> [Document passage]
Top

SANJAYOVACHA | ‘Brain Drain’ Gets Support of Govt with New Initiative

Unemployed youth willing to go to distant lands in search of employment is a natural and understandable phenomenon

There was a time when Indian policymakers and planners worried about the phenomenon that is known as the “brain drain” -- the emigration of talented and skilled Indians. Eminent economists like Jagdish Bhagwati and V.M. Dandekar explored ways to discourage, if not stop, it. For decades now Indians have gone overseas, on their own accord, in search of employment and a better life. We are now in an era when the Union government has decided to actively promote the export of Indian talent and skills, perhaps because the Indian economy is unable to make use of them at home.

None less than India’s external affairs minister Subrahmanyam Jaishankar recently extended his official imprimatur to a private sector initiative to “position India as a global talent hub to address international labour shortages”. This is the mission of the GATI Foundation (www.gatifoundation.org), that the external affairs minister launched recently. Surprisingly, there was little attention paid to this in the media, perhaps because working class and middle-class Indians have come to view overseas opportunities as a welcome exit route from Bharat’s “Amrit Kaal”. Till now most were seeking these opportunities on their own, now private sector Good Samaritans and the government are offering to facilitate such export. So, why not?

In Sanskrit, “gati” means motion, movement or progress. In Telugu it also implies fate. The fate of talented Indians is to quickly move out, with speed, and seek progress by emigrating. In his remarks at the launch of GATI, the external affairs minister summed up his lengthy speech stating: “My short point is that there is a demand in the world, an availability in India and the basic groundwork done to enable Indian talent to gain global access is there.” The government, he assured, will do its bit.

This column draws on my recently published book, Secession of the Successful: The Flight Out of New India (Penguin Random House, 2025), where I explore the changing nature of emigration from India and how earlier concerns about “brain drain” no longer seem to worry the Indian political leadership and the public policy world. In fact, GATI’s team leader, Manish Sabharwal, even declared in a newspaper column sometime back: “Brain drain is better than brain in drain”.

The world is hiring both skilled and unskilled labour from India. Talented professionals are, after all, skilled labourers. Knowledge workers, as they are often referred to. From software professionals in the United States to construction workers in West Asia and Israel, from industrial manpower in Taiwan to mercenary soldiers on the Ukraine war front, Indians are in demand.

> [Dataset rows]
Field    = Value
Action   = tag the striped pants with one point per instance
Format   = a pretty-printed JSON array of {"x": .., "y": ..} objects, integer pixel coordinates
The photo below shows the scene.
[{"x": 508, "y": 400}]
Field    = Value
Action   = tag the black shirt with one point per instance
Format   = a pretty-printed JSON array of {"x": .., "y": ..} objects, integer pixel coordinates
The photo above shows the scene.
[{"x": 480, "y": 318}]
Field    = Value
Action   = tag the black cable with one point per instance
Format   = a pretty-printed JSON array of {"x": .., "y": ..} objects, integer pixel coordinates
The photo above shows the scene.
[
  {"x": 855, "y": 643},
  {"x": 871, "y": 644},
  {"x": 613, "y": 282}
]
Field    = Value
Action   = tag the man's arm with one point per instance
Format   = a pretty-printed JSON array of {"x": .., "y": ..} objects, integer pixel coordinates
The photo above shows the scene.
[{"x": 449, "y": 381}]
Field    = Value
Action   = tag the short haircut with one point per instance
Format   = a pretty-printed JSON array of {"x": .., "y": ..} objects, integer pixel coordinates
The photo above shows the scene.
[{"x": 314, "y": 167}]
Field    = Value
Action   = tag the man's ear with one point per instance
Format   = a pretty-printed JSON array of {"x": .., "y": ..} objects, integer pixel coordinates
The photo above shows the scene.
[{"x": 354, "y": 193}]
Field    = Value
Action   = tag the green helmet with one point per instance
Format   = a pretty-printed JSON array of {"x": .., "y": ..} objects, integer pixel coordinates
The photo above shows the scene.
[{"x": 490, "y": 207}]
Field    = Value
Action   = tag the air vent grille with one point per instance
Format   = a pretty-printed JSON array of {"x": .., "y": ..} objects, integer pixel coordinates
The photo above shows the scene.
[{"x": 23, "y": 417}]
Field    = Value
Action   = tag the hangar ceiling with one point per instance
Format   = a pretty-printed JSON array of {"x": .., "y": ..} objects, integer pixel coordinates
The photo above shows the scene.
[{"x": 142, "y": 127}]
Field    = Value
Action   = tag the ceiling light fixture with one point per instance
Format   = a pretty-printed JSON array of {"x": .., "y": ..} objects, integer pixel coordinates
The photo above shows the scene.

> [Exercise instructions] In the column on brain drain, turn the paragraph beginning "There was a time when Indian policymakers" into a short bulleted list that keeps its main facts.

> [Answer to the task]
- Indian policymakers and planners once worried about the "brain drain," the emigration of talented and skilled Indians.
- Economists Jagdish Bhagwati and V.M. Dandekar looked for ways to discourage or stop it.
- For decades, Indians have gone abroad on their own for jobs and a better life.
- The Union government has now decided to actively promote the export of Indian talent and skills, perhaps because the economy cannot use them at home.